#### Dataset records:
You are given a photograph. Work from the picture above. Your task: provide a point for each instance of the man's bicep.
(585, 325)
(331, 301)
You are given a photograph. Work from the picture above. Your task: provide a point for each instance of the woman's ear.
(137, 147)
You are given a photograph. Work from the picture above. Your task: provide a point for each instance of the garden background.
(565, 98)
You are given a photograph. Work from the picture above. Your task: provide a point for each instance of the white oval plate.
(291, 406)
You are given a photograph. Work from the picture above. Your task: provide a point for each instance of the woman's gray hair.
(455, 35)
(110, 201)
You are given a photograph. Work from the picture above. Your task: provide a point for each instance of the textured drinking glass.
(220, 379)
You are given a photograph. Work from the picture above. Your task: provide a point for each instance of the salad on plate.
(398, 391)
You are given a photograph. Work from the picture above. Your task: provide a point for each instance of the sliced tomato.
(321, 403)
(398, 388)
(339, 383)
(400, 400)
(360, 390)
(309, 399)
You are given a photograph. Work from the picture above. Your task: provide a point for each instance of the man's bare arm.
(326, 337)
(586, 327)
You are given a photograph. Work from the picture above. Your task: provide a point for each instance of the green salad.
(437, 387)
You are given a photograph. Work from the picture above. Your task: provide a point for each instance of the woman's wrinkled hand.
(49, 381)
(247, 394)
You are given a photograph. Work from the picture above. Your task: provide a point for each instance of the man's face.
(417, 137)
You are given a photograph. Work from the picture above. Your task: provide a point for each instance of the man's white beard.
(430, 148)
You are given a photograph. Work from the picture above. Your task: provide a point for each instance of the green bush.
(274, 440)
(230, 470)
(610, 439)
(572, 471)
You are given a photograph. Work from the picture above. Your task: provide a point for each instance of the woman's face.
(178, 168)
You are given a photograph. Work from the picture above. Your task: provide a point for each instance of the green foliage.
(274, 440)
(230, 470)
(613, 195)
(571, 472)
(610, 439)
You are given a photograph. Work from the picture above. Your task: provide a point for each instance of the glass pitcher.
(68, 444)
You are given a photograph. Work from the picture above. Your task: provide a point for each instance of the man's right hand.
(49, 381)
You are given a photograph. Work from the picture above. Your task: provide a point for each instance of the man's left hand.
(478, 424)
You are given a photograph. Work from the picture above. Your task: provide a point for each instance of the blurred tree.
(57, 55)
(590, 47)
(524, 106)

#### Exercise prompt:
Until the last line is reached, keep transcribing the data exactly.

#### Task answer:
You are given a photograph. Work from the picture above. Your task: provide a point for each instance of the man's bicep.
(585, 325)
(331, 301)
You are given a photograph. Work from the picture above. Your task: provide a point for each instance of the woman's ear.
(137, 147)
You are given a photograph. Work from the picture above. Your task: provide a point for each instance of the garden background.
(565, 98)
You are given a photograph. Work from the picture above. Your task: provide a point for each instance of the white oval plate.
(291, 406)
You are given a photograph. Work from the picture above. Your task: provide a point for each instance of the woman's gray hair.
(455, 35)
(110, 201)
You are given a photograph. Work from the picture above. Your task: provide a point for each instance of the textured drinking glass.
(220, 379)
You are given a photograph. Work from the picture above. Your task: provide a point for each instance of the salad on plate.
(398, 391)
You are given a photograph. Work from the picture above. Your task: provide a point for each instance of the sliced tomato.
(321, 403)
(398, 388)
(339, 383)
(400, 400)
(360, 390)
(309, 399)
You are given a photograph. Work from the picture above. Your task: provide a point for each instance of the man's bare arm.
(326, 337)
(586, 327)
You are given a photograph. Work from the picture above. Your task: provide a point for each instance of the green salad.
(437, 387)
You are given a photograph. Work from the picture above. Your task: provide a point for each instance of the woman's wrinkled hand.
(49, 381)
(247, 394)
You are given a photograph. Work from the picture above. Your task: provide a point for each instance of the man's face.
(417, 137)
You are given a photograph. Work from the picture above. Your task: provide a point for each instance of the man's white beard.
(430, 148)
You are given a photograph. Work from the picture above. Your task: provide a point for each instance of the green bush.
(274, 440)
(230, 470)
(610, 439)
(572, 471)
You are given a photograph. Work from the picture above. Your task: provide a point for each instance of the woman's face.
(178, 168)
You are given a photograph. Work from the picture above. Your task: provide a point for each instance of the green foliage.
(274, 440)
(230, 470)
(613, 195)
(571, 472)
(610, 439)
You are given a photograph. Work from the picture above. Your task: provide a point for each instance of the glass pitcher.
(68, 444)
You are given a photograph. Work from the picture above. Your task: provide a point for each instance of the man's right hand.
(49, 381)
You are given a photograph. Work from the picture above. Your task: provide a point for each instance of the man's left hand.
(478, 424)
You are given a photograph. Work from the picture above. Your task: provide a point for each instance of the blurred tree.
(57, 55)
(590, 47)
(524, 106)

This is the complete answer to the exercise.